**Task directions:** Only the pictures are to be left out; please reproduce everything else in the data exactly.

**Information:**
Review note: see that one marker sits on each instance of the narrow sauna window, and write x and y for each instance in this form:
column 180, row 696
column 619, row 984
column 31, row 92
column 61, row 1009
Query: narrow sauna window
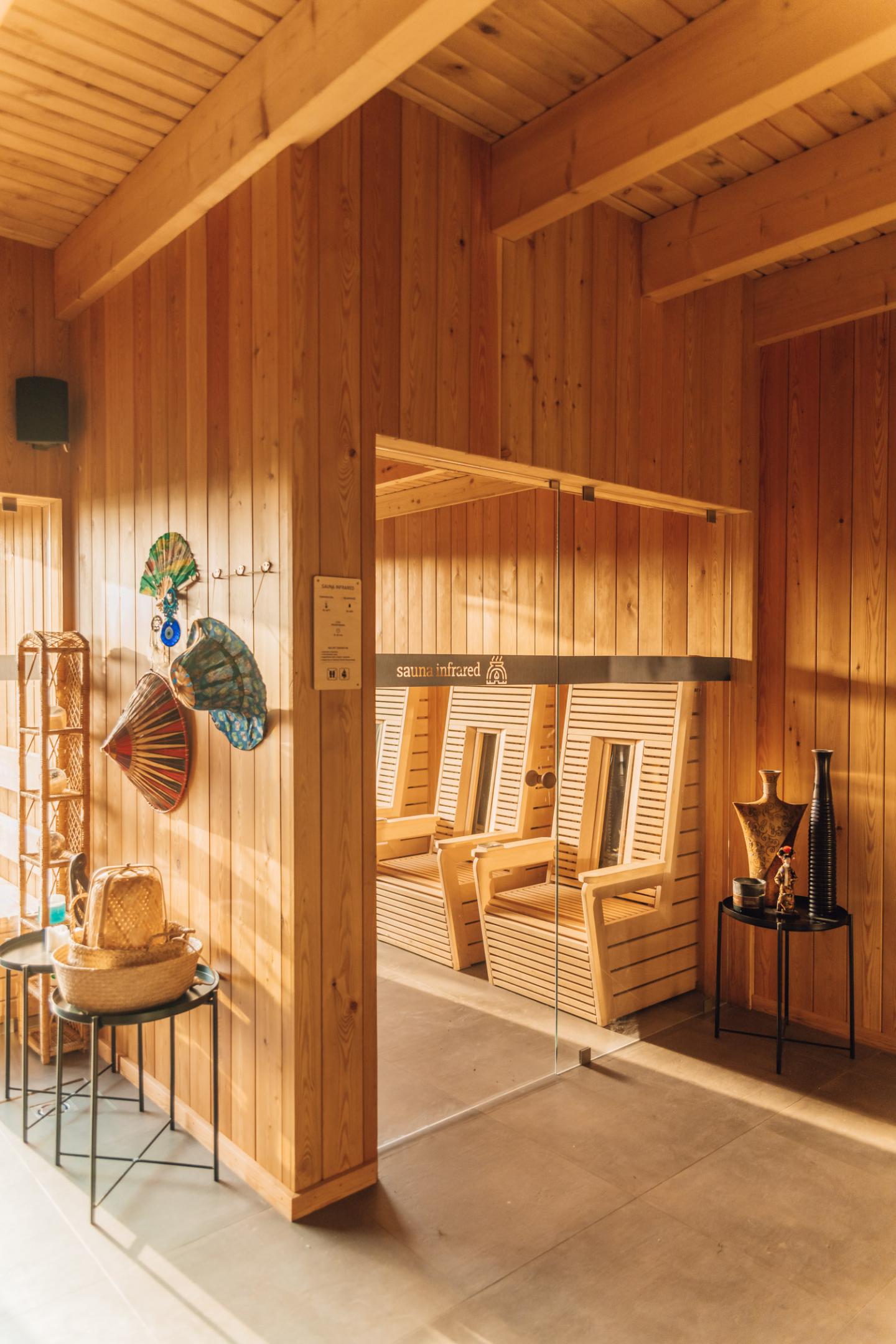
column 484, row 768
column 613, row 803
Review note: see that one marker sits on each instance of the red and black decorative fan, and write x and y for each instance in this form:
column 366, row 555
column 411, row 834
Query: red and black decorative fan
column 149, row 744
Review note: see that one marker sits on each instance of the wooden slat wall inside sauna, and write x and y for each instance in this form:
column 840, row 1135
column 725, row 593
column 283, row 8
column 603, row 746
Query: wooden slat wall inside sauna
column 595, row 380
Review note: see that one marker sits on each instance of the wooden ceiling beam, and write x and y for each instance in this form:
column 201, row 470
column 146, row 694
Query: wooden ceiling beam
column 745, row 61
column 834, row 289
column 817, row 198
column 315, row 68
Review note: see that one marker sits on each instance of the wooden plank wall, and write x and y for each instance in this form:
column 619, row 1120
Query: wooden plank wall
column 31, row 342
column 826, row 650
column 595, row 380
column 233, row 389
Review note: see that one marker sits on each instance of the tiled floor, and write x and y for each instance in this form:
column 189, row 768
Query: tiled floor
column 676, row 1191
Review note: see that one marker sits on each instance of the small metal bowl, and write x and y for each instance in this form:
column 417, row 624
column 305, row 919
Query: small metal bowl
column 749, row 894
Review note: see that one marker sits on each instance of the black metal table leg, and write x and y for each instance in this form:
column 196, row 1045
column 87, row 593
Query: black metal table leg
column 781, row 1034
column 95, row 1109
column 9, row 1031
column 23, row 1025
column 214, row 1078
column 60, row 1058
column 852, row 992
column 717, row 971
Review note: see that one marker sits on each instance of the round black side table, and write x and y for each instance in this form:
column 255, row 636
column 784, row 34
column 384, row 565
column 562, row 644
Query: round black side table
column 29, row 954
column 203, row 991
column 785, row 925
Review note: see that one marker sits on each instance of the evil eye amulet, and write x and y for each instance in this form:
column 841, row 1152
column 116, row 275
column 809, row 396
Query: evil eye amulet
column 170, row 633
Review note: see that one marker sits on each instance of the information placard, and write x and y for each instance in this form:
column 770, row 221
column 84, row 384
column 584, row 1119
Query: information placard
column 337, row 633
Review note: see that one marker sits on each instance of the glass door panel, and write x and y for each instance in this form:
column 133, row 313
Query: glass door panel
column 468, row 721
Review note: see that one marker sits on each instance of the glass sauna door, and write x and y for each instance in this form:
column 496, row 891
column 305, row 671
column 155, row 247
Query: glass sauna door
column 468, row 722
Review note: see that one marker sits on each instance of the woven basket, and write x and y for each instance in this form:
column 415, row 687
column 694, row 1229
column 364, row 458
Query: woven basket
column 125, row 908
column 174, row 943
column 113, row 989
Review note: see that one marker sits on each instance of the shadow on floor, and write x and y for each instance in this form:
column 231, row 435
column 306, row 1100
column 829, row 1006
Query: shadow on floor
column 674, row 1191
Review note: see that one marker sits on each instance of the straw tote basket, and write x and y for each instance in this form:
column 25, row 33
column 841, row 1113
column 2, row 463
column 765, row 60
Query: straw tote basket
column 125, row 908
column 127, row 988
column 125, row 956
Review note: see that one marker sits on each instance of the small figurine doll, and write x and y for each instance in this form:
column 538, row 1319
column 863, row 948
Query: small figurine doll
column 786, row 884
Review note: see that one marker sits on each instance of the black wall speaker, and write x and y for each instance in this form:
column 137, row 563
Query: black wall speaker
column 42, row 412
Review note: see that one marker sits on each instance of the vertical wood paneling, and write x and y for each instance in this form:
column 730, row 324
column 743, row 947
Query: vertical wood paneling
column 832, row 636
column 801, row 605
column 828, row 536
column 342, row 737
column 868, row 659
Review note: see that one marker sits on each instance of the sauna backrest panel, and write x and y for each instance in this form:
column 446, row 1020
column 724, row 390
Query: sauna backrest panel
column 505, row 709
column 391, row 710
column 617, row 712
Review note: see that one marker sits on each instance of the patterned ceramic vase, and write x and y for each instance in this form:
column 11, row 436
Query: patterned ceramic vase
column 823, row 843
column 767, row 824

**Answer for this exercise:**
Review note: see that one marker sits on each instance of the narrow sauna window, and write x and y for each instance in this form:
column 180, row 696
column 619, row 984
column 31, row 92
column 61, row 1009
Query: narrow sauna window
column 484, row 768
column 613, row 803
Review note: see that one marker sits on each instance of the red and black decorative fan, and write x and y for each instance in this form:
column 366, row 555
column 411, row 834
Query: red and black decorative fan
column 149, row 744
Review note: see that one marker sits on each instance of the wooden slat wall inside sauna, and write x and y for each instance in this form:
column 840, row 1135
column 725, row 593
column 283, row 8
column 603, row 746
Query: wooden slat wall inside sauna
column 595, row 380
Review note: see that one marker sits on each instance of the wooden ceiling beam, and write x and y for each instance in this form:
column 201, row 470
column 146, row 694
Query: wooden ceiling beam
column 745, row 61
column 834, row 289
column 817, row 198
column 315, row 68
Review note: see that one marker sits on each instance of the wooden plank wall, and write x and y for each instance in this form:
column 619, row 1120
Query: wooden plank wall
column 31, row 342
column 826, row 650
column 595, row 380
column 233, row 389
Review note: see that one marker sits on each instance of the tiled floor, and write x and y for each instance in this form:
column 189, row 768
Query: tiled floor
column 676, row 1191
Review note: see that one marker sits on each instance of the small metal bowl, and write x and y for each instance in this form:
column 417, row 624
column 305, row 919
Query: small metal bowl
column 749, row 894
Review note: see that one marker sits on each instance of the black metal table leg, and write x and y for each instance in this form:
column 196, row 1045
column 87, row 593
Query: black metal table leg
column 781, row 1034
column 95, row 1109
column 9, row 1031
column 23, row 1025
column 214, row 1078
column 60, row 1058
column 852, row 992
column 717, row 971
Review note: see that one marker sits on each instance of the round black side table, and write x and y for each instance in this form:
column 255, row 636
column 784, row 34
column 384, row 565
column 562, row 644
Query: round black side table
column 29, row 954
column 203, row 991
column 785, row 925
Review note: see that one marker sits on each instance of the evil eye amulet, and write x and y for each instance in this form:
column 841, row 1152
column 116, row 275
column 809, row 396
Query: evil eye amulet
column 170, row 633
Review note: see that one marker sits on each instance of the information placard, and write x and y for each instance in this form:
column 770, row 221
column 84, row 384
column 584, row 1119
Query: information placard
column 337, row 633
Review note: see that one marker sits on each instance of the glass door panel, and write x and y for each instance in this form:
column 133, row 313
Query: glass door panel
column 468, row 721
Review note: see that one marker sits on each instance of the glass sauna door, and write x and y for each instance in this form:
column 496, row 891
column 305, row 671
column 155, row 247
Query: glass sauna door
column 468, row 722
Review note: see that one marker sits on each instance of the woven basket, and write x and y for each instance in this form:
column 415, row 687
column 694, row 1229
column 364, row 458
Query: woven basket
column 125, row 908
column 174, row 943
column 113, row 989
Review note: see that one marker sits on each instance of the shadow on floor, and write x and y for each instance in this form:
column 231, row 435
column 306, row 1100
column 829, row 1006
Query: shadow on floor
column 674, row 1191
Review note: see that one marker sits on each instance of the straw tote basket, and write x and y for each instance in this form:
column 25, row 33
column 841, row 1113
column 2, row 463
column 765, row 60
Query: straw tote basket
column 125, row 908
column 127, row 988
column 125, row 956
Review note: see that one marker sits on each instance of the small figurine doll, and write x and y for each instance in this form:
column 538, row 1319
column 863, row 948
Query: small figurine doll
column 786, row 884
Review note: see that one marker sits on each instance of the black wall speaker, and write x and y for each instance in this form:
column 137, row 563
Query: black wall speaker
column 42, row 412
Review note: see that one marker sits on each instance of the vertical wood paneling, and write x and y for each instance in this form:
column 730, row 324
column 743, row 947
Query: vertical wood paneling
column 832, row 636
column 801, row 605
column 828, row 536
column 342, row 737
column 868, row 659
Review note: see that one marker sits on each instance of the sauna backrest panel, and write x and y for each instance in this form:
column 446, row 1020
column 724, row 390
Query: sauna backrest panel
column 505, row 709
column 391, row 710
column 617, row 712
Review note: see that one marker sits on each instance of the patterned ceramic vase, and write x and y for each instance in this form:
column 11, row 436
Query: patterned ceramic vase
column 823, row 843
column 767, row 824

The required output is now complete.